# SET EXERCISE:
Copy every one of the records below line for line, changing no character.

# EXERCISE MATERIALS:
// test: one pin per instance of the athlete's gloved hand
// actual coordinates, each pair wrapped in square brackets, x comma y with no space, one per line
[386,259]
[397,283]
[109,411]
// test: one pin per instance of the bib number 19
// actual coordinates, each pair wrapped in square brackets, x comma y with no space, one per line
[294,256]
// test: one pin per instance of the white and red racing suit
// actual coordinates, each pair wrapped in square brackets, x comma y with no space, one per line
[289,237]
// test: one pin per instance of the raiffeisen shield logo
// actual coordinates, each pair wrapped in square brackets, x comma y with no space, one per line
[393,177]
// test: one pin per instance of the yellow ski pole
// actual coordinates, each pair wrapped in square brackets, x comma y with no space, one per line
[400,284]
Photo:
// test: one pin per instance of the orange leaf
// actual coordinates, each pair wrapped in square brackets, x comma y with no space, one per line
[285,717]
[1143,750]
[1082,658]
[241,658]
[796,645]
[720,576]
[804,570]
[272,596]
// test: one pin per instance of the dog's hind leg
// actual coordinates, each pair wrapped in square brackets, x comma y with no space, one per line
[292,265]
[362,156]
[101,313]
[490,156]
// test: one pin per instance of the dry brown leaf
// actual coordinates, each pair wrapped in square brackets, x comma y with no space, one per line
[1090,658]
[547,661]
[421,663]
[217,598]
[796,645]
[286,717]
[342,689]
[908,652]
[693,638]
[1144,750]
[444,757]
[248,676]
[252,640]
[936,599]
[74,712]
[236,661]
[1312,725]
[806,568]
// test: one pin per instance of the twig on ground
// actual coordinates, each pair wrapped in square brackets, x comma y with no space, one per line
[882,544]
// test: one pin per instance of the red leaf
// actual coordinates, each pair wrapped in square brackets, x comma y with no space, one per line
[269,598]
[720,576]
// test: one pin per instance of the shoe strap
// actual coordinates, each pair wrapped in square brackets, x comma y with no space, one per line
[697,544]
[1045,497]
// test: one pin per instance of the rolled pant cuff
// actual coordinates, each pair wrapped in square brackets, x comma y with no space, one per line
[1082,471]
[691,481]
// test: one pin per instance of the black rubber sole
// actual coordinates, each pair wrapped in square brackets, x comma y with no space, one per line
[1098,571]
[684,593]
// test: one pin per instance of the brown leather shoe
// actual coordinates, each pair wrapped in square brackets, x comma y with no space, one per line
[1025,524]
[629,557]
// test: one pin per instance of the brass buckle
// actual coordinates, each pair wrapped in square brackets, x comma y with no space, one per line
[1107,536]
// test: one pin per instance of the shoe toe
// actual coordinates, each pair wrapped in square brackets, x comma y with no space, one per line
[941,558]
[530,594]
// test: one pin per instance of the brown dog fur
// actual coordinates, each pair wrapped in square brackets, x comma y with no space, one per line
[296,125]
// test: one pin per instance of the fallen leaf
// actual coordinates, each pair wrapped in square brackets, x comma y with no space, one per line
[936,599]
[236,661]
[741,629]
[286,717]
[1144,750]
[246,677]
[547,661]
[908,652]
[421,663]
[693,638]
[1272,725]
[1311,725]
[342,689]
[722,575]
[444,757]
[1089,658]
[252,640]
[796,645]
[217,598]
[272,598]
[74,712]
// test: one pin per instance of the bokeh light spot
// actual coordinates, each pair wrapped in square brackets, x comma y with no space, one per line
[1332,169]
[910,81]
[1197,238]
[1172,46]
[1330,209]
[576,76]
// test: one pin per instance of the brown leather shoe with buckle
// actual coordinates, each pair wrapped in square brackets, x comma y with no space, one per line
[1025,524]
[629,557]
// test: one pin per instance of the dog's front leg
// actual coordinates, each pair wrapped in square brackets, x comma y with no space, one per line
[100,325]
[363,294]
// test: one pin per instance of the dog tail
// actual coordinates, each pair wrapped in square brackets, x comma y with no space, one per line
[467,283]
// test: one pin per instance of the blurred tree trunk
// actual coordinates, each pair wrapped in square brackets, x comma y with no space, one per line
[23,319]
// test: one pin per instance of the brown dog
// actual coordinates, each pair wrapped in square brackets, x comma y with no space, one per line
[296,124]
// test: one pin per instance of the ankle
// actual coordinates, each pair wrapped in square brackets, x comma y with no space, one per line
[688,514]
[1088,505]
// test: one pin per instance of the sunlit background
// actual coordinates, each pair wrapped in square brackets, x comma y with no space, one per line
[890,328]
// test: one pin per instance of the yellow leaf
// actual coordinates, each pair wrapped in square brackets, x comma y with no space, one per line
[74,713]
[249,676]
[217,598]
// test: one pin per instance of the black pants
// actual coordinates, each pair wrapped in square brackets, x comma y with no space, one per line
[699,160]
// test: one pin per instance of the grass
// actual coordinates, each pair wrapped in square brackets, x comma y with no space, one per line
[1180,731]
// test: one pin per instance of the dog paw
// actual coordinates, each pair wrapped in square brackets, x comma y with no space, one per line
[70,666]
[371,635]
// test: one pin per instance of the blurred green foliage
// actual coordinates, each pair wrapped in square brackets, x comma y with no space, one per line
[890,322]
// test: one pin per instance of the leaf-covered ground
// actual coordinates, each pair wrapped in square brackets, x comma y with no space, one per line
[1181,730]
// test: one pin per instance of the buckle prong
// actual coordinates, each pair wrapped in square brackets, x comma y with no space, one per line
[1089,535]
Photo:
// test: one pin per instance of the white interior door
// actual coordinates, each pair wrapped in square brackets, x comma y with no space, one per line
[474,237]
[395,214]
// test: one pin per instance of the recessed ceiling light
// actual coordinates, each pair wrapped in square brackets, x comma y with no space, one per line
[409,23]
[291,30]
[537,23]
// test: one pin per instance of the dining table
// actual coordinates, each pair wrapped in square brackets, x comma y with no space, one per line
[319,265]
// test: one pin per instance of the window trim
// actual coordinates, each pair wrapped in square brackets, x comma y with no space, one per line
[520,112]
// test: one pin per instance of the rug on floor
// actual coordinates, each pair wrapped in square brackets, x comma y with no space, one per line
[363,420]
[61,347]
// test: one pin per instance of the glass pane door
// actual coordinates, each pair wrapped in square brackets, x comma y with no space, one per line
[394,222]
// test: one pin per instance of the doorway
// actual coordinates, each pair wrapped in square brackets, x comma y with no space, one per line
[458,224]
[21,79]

# SOLVED EXERCISE:
// test: one pin per instance of the athlete's gloved hand
// actual coordinates, each pair wrapped in square brackets, x comma y with no space, one per line
[386,259]
[397,283]
[109,411]
// test: one pin per instance of the bib number 19
// actual coordinates, each pair wrapped in square brackets, x comma y with no space, one per line
[294,256]
// test: one pin per instance of the white and red racing suit
// actual coordinates, each pair wrapped in square brackets, x comma y with no space, one per line
[289,237]
// test: one pin per instance of the raiffeisen shield logo
// actual coordinates, each pair wrapped in square brackets, x comma y with no space, one per line
[393,177]
// test: one pin per instance of the yellow ski pole
// actual coordinates, each pair wrapped in square brackets, x comma y with no space, one per line
[400,284]
Photo:
// test: one pin per instance of the orange leaf
// actual coordinates, each pair wrapped in square brackets, x comma y with no space, one per line
[285,717]
[1143,750]
[1082,658]
[241,658]
[796,645]
[720,576]
[804,570]
[272,596]
// test: one pin per instance of the dog's hind leg
// actual coordinates, each pair wrapped in square brackets, x comma y with no space, one per line
[292,265]
[362,156]
[101,313]
[490,156]
// test: one pin per instance of the dry brown leaf
// actual coordinates, each pair wrapped in square brackets, x comma y with no space, one per line
[1090,658]
[547,661]
[421,663]
[217,598]
[796,645]
[286,717]
[342,689]
[908,652]
[693,638]
[1144,750]
[444,757]
[248,676]
[252,640]
[936,599]
[74,712]
[236,661]
[1312,725]
[806,568]
// test: one pin per instance of the twig on ground
// actual coordinates, each pair wrapped in square brackets, x comma y with no space, one per line
[882,544]
// test: one pin per instance of the red leaf
// actual coordinates, each pair wrapped in square brackets, x comma y with no space, one per line
[269,598]
[720,576]
// test: one pin per instance of the shoe strap
// actual coordinates, each pair wrapped in square brackets, x comma y with no space, one per line
[697,544]
[1045,497]
// test: one pin per instance of the rolled pant cuff
// actual coordinates, each pair wrapped in square brackets, x comma y with no space, one per line
[1082,471]
[691,481]
// test: one pin per instance of the black rubber sole
// actual coordinates, each pair wrapped in square brackets, x comma y with no space, one per line
[1098,571]
[684,593]
// test: one pin per instance of the brown leather shoe
// actual coordinates, each pair wrapped in square brackets, x comma y with no space, one per line
[1025,524]
[629,557]
// test: one pin per instance of the brass buckle
// actual coordinates, each pair wrapped in square brackets, x comma y with no space, one per line
[1107,536]
// test: one pin per instance of the shoe toe
// actual coordinates, each pair wrapped in square brackets, x comma y with no space, one per line
[941,558]
[530,594]
// test: one pin per instance of the brown dog fur
// actual coordinates, each pair wrapped in square brackets, x comma y with no space, one per line
[296,125]
// test: one pin per instance of the fallen leaf
// actual coordinates, each pair wrapped in square brackets, x comma y with no space, one per line
[936,599]
[236,661]
[741,629]
[286,717]
[1144,750]
[246,677]
[547,661]
[908,652]
[421,663]
[693,638]
[1272,725]
[1311,725]
[342,689]
[722,575]
[444,757]
[1089,658]
[252,640]
[796,645]
[217,598]
[272,598]
[74,712]
// test: one pin per instance of the bokeh light spot
// actual coordinates, each pair wrapped in square brackets, x comma y with no space, one per line
[1332,169]
[910,81]
[1197,238]
[1172,46]
[1330,209]
[576,76]
// test: one pin per instance of the brown leather shoe with buckle
// actual coordinates, each pair wrapped in square brackets, x comma y with no space, one per line
[1025,524]
[629,557]
// test: one pin per instance of the dog's front leg
// actual coordinates, each pair wrapped in square brackets, x comma y with no space, one per line
[100,325]
[363,294]
// test: one pin per instance of the dog tail
// actual coordinates, each pair wrapped in square brackets, x comma y with no space, one per line
[467,283]
// test: one pin per instance of the blurred tree trunk
// actual coordinates, each pair wrapped in square brackets, x comma y with no space, one per line
[23,319]
// test: one pin per instance of the brown dog
// actual coordinates, each pair wrapped in square brackets, x comma y with no space, one per line
[296,124]
// test: one pin per instance of the ankle
// actual coordinates, each pair wrapped in square brackets, x comma y with no space, one per line
[688,514]
[1088,505]
// test: one pin per instance of the sunlit background
// actual coordinates, each pair wrapped in square brackets, x comma y with no space, one per line
[890,328]
// test: one pin per instance of the yellow leaf
// actual coordinates, each pair wrapped in square brackets, x comma y with no space, one per line
[74,713]
[249,676]
[217,598]
// test: one pin per instance of the black pants
// actual coordinates, each pair wrapped in square brackets, x comma y with no space, one per line
[699,160]
// test: one pin per instance of the grass
// actual coordinates, each pair wrapped in square brackets, x comma y with no space, one per line
[1180,731]
// test: one pin per instance of the dog paw
// actual coordinates, each pair wrapped in square brackets, x comma y with no space, one per line
[70,666]
[371,635]
// test: one pin per instance of the blurred green foliage
// actual coordinates, each pair wrapped in square brackets, x comma y with no space, one per line
[890,322]
// test: one pin per instance of the leaf-covered ground
// actual coordinates, each pair wrapped in square brackets, x comma y with no space, one per line
[1181,730]
// test: one pin per instance of the buckle prong
// actual coordinates, each pair wrapped in square brackets, x comma y with no space, one per line
[1089,535]
Photo:
// test: one pin per instance of the white interior door
// actual coordinates, each pair wrapped in square brackets, x comma y with no space, one per line
[474,237]
[395,214]
// test: one pin per instance of the recessed ceiling light
// actual coordinates, each pair wrapped in square brackets, x comma y with no space, one per line
[409,23]
[291,30]
[537,23]
// test: one pin per instance of the dining table
// actual coordinates, each pair wrapped in square brackets, x comma y with no space, one per line
[319,265]
// test: one pin per instance of the window trim
// actual coordinates, each pair wrapped in square brackets, x comma y with no space, one per line
[520,112]
// test: one pin per instance of the rug on floor
// actual coordinates, each pair wrapped in square brackets, x comma y with no space, one per line
[363,420]
[61,347]
// test: one pin per instance of the glass pane door
// actual coordinates, each pair wrapped in square brackets, x comma y with no space, one per line
[394,222]
// test: one pin per instance of the doorway
// actual coordinates, each pair wrapped in square brackets, x comma y with no space, one per line
[458,224]
[21,79]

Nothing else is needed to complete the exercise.